◆ GIVEN TASK ◆
Reproduce all entries word for word.

═══ RECORD SET

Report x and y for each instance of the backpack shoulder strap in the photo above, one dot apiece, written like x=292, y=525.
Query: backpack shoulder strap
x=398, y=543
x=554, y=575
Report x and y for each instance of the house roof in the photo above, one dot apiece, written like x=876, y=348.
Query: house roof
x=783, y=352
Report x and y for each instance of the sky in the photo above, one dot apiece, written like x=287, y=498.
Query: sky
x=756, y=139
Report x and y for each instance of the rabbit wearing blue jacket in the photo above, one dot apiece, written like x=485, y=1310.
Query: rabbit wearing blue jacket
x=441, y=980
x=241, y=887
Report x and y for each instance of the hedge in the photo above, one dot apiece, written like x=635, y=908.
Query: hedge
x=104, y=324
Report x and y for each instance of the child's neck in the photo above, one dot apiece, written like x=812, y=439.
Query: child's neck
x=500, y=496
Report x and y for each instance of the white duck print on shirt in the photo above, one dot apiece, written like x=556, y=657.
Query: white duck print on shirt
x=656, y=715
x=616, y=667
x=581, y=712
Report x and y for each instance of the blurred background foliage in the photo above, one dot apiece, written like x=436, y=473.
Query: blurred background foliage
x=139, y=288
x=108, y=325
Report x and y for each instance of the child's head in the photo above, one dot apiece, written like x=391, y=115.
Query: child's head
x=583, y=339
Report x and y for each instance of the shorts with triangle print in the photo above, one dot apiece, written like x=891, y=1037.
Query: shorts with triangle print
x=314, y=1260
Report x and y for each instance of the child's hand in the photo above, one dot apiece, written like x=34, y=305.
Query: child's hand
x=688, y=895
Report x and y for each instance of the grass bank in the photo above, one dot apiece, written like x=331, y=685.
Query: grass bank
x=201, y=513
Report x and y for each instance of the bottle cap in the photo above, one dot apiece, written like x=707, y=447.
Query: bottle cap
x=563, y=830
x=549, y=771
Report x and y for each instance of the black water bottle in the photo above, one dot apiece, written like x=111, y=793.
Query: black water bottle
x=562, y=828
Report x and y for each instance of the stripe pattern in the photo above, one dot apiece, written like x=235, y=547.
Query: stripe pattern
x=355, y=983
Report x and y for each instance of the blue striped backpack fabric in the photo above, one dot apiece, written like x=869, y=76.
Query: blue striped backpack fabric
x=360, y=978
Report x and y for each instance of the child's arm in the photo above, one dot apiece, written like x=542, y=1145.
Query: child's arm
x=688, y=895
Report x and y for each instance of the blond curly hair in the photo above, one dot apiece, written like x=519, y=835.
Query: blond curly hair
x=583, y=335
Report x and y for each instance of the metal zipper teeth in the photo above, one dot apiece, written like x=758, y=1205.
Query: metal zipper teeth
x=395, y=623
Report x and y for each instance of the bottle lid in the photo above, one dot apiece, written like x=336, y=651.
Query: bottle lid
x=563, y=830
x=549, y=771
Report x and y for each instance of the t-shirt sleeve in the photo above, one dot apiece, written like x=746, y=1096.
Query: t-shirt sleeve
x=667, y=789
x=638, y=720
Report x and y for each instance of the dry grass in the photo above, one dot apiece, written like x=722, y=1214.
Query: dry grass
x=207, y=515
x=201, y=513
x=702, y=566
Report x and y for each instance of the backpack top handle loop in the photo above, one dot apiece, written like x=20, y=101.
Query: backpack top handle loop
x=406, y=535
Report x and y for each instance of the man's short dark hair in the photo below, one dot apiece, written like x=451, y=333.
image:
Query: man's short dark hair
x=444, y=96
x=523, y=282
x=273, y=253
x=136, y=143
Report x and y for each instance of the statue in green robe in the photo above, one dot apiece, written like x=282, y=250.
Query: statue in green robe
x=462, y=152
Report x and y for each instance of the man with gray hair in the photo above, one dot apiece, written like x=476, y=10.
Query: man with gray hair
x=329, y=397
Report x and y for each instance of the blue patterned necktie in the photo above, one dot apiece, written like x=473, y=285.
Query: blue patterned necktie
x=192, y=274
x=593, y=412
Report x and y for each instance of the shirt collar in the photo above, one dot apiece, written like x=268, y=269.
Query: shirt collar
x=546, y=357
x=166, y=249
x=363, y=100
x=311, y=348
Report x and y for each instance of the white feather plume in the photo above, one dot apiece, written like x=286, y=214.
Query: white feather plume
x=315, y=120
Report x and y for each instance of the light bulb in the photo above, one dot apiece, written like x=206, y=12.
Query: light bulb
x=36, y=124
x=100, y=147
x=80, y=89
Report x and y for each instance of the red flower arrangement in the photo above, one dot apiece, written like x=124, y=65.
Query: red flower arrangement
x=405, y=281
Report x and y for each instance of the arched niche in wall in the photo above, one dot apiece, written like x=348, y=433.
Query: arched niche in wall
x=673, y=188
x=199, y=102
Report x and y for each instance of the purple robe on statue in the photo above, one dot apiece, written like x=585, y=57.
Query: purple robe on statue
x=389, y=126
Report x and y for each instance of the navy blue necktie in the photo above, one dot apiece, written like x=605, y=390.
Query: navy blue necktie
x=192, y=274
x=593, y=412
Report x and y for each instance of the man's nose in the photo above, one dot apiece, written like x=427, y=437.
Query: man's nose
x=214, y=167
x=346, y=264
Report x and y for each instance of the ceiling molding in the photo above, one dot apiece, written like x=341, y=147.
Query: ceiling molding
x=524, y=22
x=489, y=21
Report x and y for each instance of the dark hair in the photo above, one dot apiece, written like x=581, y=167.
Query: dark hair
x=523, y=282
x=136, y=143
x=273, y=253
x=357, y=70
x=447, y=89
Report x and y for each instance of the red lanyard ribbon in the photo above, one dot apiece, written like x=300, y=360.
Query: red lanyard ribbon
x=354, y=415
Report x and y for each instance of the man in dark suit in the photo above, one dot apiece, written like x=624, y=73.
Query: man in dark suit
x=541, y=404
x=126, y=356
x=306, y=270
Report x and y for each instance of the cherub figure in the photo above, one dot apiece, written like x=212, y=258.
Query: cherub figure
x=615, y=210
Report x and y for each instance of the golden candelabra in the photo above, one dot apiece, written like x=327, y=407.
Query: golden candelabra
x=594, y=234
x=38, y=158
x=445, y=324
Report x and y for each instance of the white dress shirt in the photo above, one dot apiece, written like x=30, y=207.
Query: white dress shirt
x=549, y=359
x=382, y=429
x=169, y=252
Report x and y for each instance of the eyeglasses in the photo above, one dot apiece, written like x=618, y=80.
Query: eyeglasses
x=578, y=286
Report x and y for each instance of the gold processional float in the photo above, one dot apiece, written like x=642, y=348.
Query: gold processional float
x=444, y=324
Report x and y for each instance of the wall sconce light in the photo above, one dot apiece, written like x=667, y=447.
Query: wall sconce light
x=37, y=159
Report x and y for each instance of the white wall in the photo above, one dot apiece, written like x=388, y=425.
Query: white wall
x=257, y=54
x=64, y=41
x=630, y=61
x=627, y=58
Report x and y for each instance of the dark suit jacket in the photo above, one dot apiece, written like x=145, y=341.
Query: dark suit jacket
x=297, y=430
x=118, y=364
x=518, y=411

══════

◆ RESPONSE TO THIS EXERCISE ◆
Report x and y for each instance of the backpack shoulder strap in the photo above, one dot apiece, written like x=292, y=525.
Query: backpack shoulder strap
x=398, y=543
x=554, y=575
Report x and y for each instance of the house roof in the photo above, one dot apiece, written like x=876, y=348.
Query: house roof
x=783, y=352
Report x and y for each instance of the sky in the photo above, one dot apiece, written like x=287, y=498.
Query: sky
x=756, y=139
Report x and y for each instance of the rabbit wearing blue jacket in the photo above, one dot apiece, written like x=485, y=1310.
Query: rabbit wearing blue jacket
x=441, y=980
x=241, y=887
Report x and y for each instance of the hedge in the photo above, one dot apiece, written like x=635, y=908.
Query: hedge
x=104, y=324
Report x and y for each instance of the child's neck in the photo above, one dot apiece, written like x=812, y=439.
Query: child's neck
x=500, y=496
Report x and y for each instance of the white duck print on shirt in the photo above, one dot apiece, written like x=556, y=657.
Query: white duck print on shirt
x=656, y=715
x=616, y=667
x=581, y=712
Report x and y for each instance of the blurred background foliage in the photo above, one dot apiece, written like x=436, y=473.
Query: blurred background foliage
x=139, y=288
x=108, y=325
Report x and y for each instance of the child's head in the photo above, one dot apiece, written like x=391, y=115.
Query: child's head
x=583, y=339
Report x and y for each instance of the shorts with triangle print in the photo above, one dot apiece, written like x=891, y=1037.
Query: shorts with triangle print
x=314, y=1260
Report x and y for each instance of the child's hand in the photo above, one dot apiece, written like x=34, y=305.
Query: child's hand
x=688, y=895
Report x and y for each instance of the grass bank in the photo above, one dot apiece, written like x=331, y=685.
Query: grass bank
x=201, y=513
Report x and y for each instance of the bottle cap in the photo above, one dot apiece, written like x=707, y=447.
Query: bottle cap
x=563, y=830
x=549, y=771
Report x and y for each instance of the black water bottle in the photo above, one dot apiece, written like x=111, y=793.
Query: black water bottle
x=562, y=828
Report x and y for each instance of the stripe pattern in the photo above, one dot apiece, written like x=235, y=547.
Query: stripe pattern
x=355, y=983
Report x and y for each instance of the blue striped backpack fabric in the photo above, one dot apiece, written like x=869, y=76.
Query: blue striped backpack fabric
x=360, y=978
Report x and y for each instance of the child's arm in the photo above, one dot apiece, written like x=542, y=1145.
Query: child's arm
x=688, y=895
Report x and y for each instance of the blond curly hair in the photo above, one dot apiece, written like x=519, y=835.
Query: blond curly hair
x=583, y=335
Report x and y for each instance of the metal zipper teeth in the photo above, one dot apiece, written like x=758, y=1205.
Query: metal zipper teeth
x=395, y=623
Report x and y for each instance of the bottle lid in the photo above, one dot apiece, written like x=336, y=651.
Query: bottle lid
x=563, y=830
x=549, y=771
Report x and y for each instance of the t-shirt sleeve in the photo above, one dot apiece, written like x=746, y=1096.
Query: t-shirt sleeve
x=667, y=789
x=638, y=720
Report x and y for each instance of the dry grass in the photo above, one dot apiece, written like x=722, y=1214.
Query: dry grass
x=207, y=515
x=201, y=513
x=702, y=566
Report x and y for each instance of the backpack top handle loop in the photo above, one dot apiece, written like x=20, y=101.
Query: backpack top handle loop
x=406, y=535
Report x and y for each instance of the man's short dark hair in the photo below, one dot apiece, written like x=451, y=333.
image:
Query: man's short dark hair
x=444, y=96
x=523, y=282
x=273, y=253
x=136, y=143
Report x and y for each instance of the statue in green robe in the photo above, one dot apiece, written like x=282, y=250.
Query: statue in green robe
x=462, y=152
Report x and y for each instance of the man with gray hair in the photo above, one dot apiece, written like x=476, y=10.
Query: man with gray hair
x=329, y=397
Report x and y for each instance of the blue patterned necktie in the photo above, one dot apiece, written like x=473, y=285.
Query: blue patterned necktie
x=192, y=274
x=593, y=412
Report x and y for each instance of the shirt collar in the photo above, one dot apiece, written like x=268, y=269.
Query: shirt collar
x=546, y=357
x=166, y=249
x=363, y=100
x=311, y=348
Report x and y for each instance of the white feather plume in the photo above, one dot apiece, written like x=286, y=214.
Query: white feather plume
x=315, y=120
Report x and y for each instance of the light bulb in the photo above, one dot apiece, written like x=206, y=12.
Query: light bulb
x=36, y=124
x=100, y=147
x=80, y=89
Report x and y for each instance of the red flower arrangement in the photo above, one dot apiece, written like x=124, y=65.
Query: red flower arrangement
x=405, y=281
Report x and y for each instance of the arched niche in wall in the photo above, one dot apiece, written like x=348, y=433.
Query: arched niche in wall
x=673, y=188
x=199, y=102
Report x and y for each instance of the purple robe on statue in the photo above, one dot apiece, written like x=585, y=57.
Query: purple robe on statue
x=389, y=126
Report x and y for each instance of the navy blue necktie in the photo above, one dot apiece, written like x=605, y=390.
Query: navy blue necktie
x=192, y=274
x=593, y=412
Report x and y for each instance of the man's nose in the photo above, one dot apiece, written like x=427, y=437.
Query: man's nose
x=214, y=167
x=346, y=264
Report x and y for each instance of the ceiling molding in the photo above, one dot apiece, written like x=341, y=147.
Query: ceiling molding
x=524, y=22
x=489, y=21
Report x and y for each instance of the dark hair in the photo above, one dot apiece, written like x=581, y=167.
Query: dark hair
x=523, y=282
x=136, y=143
x=273, y=253
x=357, y=70
x=447, y=89
Report x and y for each instance of the red lanyard ribbon in the photo above, one dot apiece, written like x=300, y=360.
Query: red lanyard ribbon
x=354, y=415
Report x and y for each instance of the man in dark suit in the photo above, one dot apiece, written like x=624, y=73.
Query: man in dark suit
x=541, y=404
x=126, y=356
x=306, y=270
Report x and y for each instance of the cherub figure in the photo above, one dot apiece, written like x=212, y=258.
Query: cherub figure
x=615, y=210
Report x and y for each instance of the golden candelabra in the photo above, one dot apiece, written like x=327, y=407.
Query: golden candelabra
x=594, y=234
x=38, y=158
x=445, y=324
Report x and y for each instance of the white dress shirt in the photo above, one dot apiece, written like x=30, y=207.
Query: white dress shirt
x=549, y=359
x=382, y=429
x=169, y=252
Report x and y for each instance of the eyeglasses in the photo above, one dot apiece, written like x=618, y=80.
Query: eyeglasses
x=578, y=286
Report x and y for each instance of the gold processional float in the photo above, one dot apiece, written like x=642, y=348.
Query: gold processional float
x=444, y=324
Report x and y for each instance of the wall sconce light in the photo above, one dot apiece, written like x=667, y=447.
Query: wall sconce light
x=37, y=159
Report x and y for each instance of the white wall in the photo above, one dot apiece, written like x=388, y=425.
Query: white wall
x=257, y=54
x=64, y=41
x=630, y=61
x=627, y=58
Report x and y for each instance of the dark suit jacket in the photo above, one dot apiece, written like x=145, y=341.
Query: dark suit jacket
x=297, y=430
x=118, y=364
x=518, y=411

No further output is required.